Given instruction
Please gather every line of the material below that contains the word "above", matching case exactly.

━━━━━ Record set

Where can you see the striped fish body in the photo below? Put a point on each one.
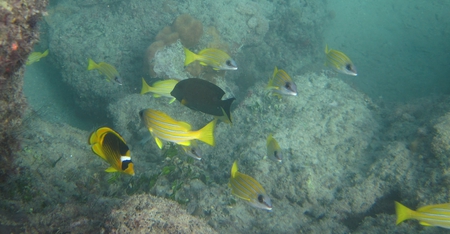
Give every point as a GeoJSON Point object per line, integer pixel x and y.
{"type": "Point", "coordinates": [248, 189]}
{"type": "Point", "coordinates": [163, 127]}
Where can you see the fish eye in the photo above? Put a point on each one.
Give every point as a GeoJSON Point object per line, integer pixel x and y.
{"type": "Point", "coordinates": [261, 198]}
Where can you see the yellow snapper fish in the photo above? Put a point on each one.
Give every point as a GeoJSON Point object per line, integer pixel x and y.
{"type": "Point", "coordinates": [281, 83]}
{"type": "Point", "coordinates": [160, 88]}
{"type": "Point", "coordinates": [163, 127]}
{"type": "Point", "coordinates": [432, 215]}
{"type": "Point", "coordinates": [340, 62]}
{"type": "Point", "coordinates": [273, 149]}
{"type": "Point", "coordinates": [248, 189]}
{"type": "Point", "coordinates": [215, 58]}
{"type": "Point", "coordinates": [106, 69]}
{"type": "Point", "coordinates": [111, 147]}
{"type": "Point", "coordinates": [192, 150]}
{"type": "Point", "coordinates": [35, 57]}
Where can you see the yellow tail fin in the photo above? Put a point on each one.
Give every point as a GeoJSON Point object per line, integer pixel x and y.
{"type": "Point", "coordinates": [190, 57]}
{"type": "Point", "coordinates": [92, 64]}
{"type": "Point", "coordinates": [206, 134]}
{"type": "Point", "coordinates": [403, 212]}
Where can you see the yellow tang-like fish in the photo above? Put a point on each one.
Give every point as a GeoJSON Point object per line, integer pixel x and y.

━━━━━━━━━━
━━━━━ Record set

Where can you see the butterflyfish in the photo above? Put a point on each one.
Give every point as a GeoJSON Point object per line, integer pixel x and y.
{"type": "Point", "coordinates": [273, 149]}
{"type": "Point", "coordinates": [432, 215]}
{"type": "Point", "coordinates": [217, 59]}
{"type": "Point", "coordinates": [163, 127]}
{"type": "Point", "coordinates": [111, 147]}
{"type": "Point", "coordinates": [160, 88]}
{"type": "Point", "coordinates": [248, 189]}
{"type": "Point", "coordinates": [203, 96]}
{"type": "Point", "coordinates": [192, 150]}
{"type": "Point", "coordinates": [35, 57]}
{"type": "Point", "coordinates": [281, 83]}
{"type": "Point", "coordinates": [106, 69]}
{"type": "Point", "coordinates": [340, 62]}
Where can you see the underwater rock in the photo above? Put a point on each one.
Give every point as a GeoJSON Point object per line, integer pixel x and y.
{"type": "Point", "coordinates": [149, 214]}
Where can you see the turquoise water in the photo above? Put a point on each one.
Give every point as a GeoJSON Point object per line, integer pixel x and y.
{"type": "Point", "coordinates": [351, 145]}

━━━━━━━━━━
━━━━━ Record set

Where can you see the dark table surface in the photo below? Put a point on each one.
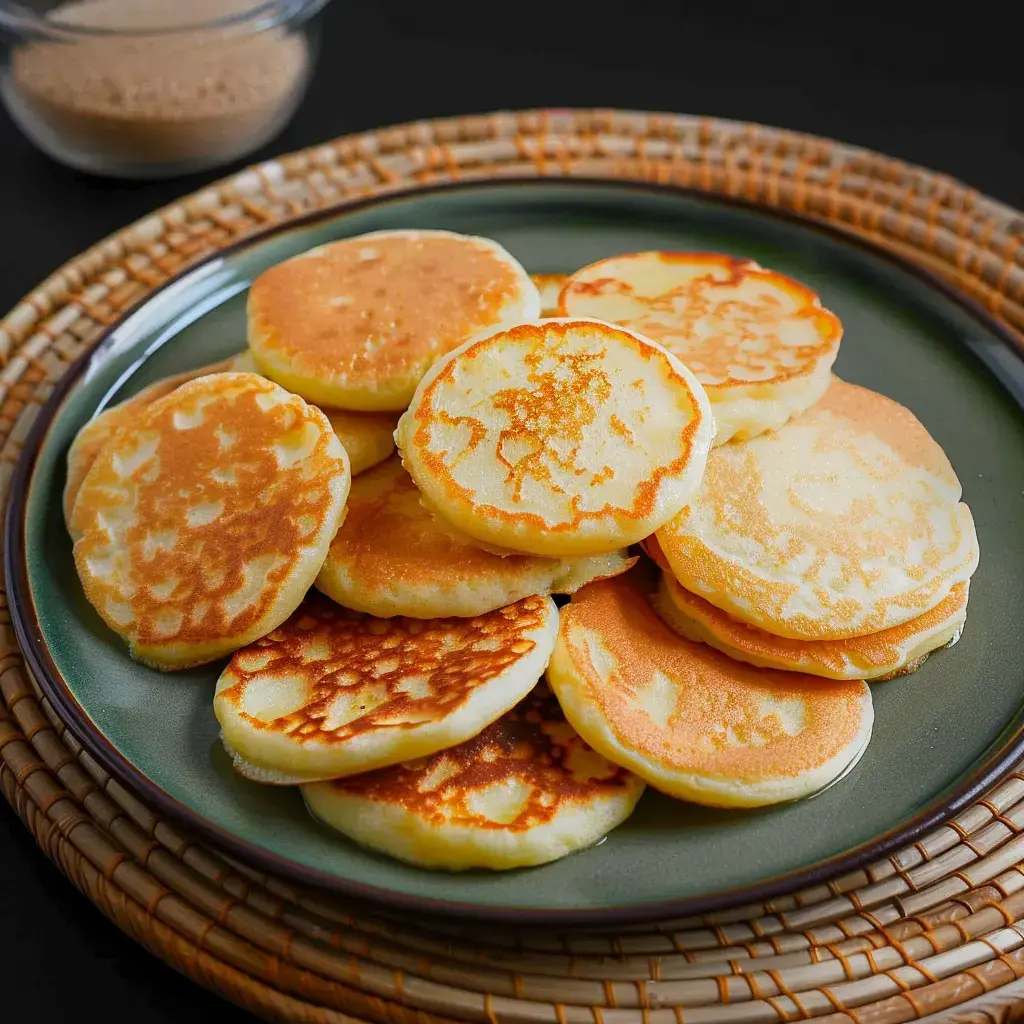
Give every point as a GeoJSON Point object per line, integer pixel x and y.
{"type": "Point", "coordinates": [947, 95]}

━━━━━━━━━━

Correct result
Where can you see the fish eye in the photo above? Put a point on each one.
Where can you see the yellow snapper fish in the photo above? Put a point on each one.
Where can you see the yellow tail fin in the photo above? Put a point on each one.
Where can you see the yellow tang-like fish in the photo above? Put a point on each one.
Where can you see the butterflyfish in the photo above? Put a point on each one.
Where can you see the underwater rock in the photo above? Put a point on each one.
Where can you see the turquoise water in the photo above? Put a point on each one.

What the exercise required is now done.